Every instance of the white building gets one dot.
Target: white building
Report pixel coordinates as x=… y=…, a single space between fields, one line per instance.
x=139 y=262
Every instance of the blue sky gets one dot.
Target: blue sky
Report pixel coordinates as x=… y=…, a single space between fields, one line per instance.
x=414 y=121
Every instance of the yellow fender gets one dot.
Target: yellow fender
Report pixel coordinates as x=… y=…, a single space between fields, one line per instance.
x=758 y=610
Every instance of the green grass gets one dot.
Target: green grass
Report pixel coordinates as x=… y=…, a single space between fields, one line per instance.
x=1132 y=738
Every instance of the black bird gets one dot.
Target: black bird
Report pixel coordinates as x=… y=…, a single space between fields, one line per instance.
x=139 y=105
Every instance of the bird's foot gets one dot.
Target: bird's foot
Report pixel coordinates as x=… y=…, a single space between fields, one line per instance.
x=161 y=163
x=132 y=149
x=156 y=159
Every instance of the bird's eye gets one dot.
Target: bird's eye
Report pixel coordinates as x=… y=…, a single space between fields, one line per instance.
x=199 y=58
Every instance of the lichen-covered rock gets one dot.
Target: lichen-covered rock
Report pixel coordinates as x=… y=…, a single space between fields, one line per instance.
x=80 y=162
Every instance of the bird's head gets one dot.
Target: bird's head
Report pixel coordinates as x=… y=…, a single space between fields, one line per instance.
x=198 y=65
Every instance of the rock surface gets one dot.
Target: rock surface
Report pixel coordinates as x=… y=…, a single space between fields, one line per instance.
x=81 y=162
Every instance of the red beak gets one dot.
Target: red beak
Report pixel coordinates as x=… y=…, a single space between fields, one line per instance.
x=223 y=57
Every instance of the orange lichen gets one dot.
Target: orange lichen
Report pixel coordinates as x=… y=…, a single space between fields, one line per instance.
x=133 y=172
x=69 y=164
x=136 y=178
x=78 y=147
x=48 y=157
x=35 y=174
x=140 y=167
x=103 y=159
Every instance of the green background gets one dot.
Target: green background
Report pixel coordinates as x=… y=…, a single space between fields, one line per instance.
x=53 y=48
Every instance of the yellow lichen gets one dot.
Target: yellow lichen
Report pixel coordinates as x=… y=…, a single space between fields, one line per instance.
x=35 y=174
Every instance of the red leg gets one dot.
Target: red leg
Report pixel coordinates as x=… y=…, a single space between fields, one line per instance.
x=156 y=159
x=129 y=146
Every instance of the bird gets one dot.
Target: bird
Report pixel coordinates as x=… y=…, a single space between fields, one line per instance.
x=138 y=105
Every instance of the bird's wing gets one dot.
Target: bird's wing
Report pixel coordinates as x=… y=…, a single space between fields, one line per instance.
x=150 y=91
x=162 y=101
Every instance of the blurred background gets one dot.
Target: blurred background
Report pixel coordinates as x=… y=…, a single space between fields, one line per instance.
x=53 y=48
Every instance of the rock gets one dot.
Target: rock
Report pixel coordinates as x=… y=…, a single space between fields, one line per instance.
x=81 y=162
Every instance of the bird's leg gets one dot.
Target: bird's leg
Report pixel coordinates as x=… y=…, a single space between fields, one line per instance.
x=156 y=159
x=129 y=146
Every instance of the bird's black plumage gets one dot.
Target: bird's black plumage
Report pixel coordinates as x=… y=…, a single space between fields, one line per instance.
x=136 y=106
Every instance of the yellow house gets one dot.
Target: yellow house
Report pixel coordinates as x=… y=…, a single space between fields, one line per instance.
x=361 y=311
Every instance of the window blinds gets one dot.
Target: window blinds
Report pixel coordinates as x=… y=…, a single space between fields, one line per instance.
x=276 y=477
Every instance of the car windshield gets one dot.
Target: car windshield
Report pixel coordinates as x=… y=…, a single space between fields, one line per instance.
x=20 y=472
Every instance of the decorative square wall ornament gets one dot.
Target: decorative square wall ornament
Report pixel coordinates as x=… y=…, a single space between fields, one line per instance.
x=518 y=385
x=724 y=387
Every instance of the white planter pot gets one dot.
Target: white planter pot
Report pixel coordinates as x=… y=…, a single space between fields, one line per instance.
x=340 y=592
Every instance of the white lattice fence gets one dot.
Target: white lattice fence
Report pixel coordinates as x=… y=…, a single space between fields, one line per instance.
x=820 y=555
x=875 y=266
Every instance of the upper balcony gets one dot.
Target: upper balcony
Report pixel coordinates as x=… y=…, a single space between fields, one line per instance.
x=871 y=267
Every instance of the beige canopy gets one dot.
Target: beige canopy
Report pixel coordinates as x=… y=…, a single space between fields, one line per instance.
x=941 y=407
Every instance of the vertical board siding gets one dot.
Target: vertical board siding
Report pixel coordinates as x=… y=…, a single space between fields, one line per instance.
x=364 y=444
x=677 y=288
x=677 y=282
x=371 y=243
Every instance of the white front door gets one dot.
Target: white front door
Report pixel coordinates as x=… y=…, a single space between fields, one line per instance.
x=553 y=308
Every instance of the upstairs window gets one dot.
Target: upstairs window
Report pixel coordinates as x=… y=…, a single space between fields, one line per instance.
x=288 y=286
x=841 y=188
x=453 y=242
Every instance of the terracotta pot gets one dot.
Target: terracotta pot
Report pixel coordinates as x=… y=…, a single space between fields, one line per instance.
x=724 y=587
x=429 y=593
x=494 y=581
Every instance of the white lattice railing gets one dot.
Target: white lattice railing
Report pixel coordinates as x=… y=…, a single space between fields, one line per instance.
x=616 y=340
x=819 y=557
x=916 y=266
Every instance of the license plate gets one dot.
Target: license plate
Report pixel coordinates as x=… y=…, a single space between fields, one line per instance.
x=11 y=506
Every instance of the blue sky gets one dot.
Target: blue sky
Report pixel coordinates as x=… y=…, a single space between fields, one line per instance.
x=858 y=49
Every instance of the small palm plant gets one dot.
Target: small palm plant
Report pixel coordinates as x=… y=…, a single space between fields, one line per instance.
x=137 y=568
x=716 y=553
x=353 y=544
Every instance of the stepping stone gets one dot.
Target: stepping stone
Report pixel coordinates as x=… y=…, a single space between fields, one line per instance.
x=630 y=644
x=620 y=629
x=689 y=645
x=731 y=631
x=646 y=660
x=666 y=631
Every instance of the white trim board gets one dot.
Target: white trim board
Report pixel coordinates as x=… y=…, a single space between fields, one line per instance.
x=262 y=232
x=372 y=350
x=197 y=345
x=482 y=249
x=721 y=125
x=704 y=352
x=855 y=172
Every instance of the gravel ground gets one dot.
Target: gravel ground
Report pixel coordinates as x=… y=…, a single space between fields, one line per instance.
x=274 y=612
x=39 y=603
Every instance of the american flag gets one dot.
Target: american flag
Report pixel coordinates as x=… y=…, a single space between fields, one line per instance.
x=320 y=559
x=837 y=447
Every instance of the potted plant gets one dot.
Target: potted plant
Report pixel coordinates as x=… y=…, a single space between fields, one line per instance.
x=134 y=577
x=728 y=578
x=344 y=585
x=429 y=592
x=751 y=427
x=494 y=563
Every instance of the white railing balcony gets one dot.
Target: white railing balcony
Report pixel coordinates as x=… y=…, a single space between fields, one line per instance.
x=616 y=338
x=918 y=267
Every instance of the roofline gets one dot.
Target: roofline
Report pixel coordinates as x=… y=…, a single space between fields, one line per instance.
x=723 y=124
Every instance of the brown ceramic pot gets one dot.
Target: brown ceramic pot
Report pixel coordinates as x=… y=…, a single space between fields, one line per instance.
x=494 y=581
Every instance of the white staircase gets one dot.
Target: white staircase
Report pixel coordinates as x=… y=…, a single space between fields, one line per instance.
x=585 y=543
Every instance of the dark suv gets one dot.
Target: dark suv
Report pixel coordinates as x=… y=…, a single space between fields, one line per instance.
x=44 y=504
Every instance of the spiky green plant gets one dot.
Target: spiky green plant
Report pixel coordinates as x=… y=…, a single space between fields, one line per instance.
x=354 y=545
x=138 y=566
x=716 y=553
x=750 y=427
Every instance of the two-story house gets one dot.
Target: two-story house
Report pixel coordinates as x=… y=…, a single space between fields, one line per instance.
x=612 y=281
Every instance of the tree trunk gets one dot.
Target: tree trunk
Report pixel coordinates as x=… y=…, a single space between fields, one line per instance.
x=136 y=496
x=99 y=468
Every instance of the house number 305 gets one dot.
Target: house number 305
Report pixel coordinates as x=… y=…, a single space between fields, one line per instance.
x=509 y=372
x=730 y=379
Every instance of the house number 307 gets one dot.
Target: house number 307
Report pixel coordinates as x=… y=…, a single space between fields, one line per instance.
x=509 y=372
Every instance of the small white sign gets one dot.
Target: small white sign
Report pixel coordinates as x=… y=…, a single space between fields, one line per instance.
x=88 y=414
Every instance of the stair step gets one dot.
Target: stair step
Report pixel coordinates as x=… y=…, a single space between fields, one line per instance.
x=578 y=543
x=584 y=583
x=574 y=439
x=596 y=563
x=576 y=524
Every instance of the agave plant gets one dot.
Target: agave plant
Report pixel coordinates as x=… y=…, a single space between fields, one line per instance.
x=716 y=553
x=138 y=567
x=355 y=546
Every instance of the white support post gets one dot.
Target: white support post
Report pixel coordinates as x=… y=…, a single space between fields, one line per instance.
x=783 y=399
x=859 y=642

# DIRECTIONS FOR THIS TASK
Precisely reproduce the lines of the entries, beginning at the first and ending at the one containing "Target: bird's foot". Add nothing.

# WRITTEN RESPONSE
Every instance of the white building gets one dot.
Target: white building
Report pixel coordinates as x=… y=…, a single space between fields, one line per instance.
x=139 y=262
Every instance of the blue sky gets one dot.
Target: blue sky
Report pixel coordinates as x=… y=…, a single space between fields, one line per instance.
x=414 y=121
Every instance of the yellow fender gets one dot.
Target: yellow fender
Report pixel coordinates as x=… y=…, a single space between fields, one line per instance.
x=758 y=610
Every instance of the green grass gets one dot.
Target: green grass
Report pixel coordinates as x=… y=…, a single space between fields, one line per instance.
x=1132 y=738
Every instance of the black bird gets one dot.
Target: black bird
Report pixel coordinates as x=… y=…, a single space between fields, one line per instance.
x=139 y=105
Every instance of the bird's foot gets one dot.
Target: bird's foot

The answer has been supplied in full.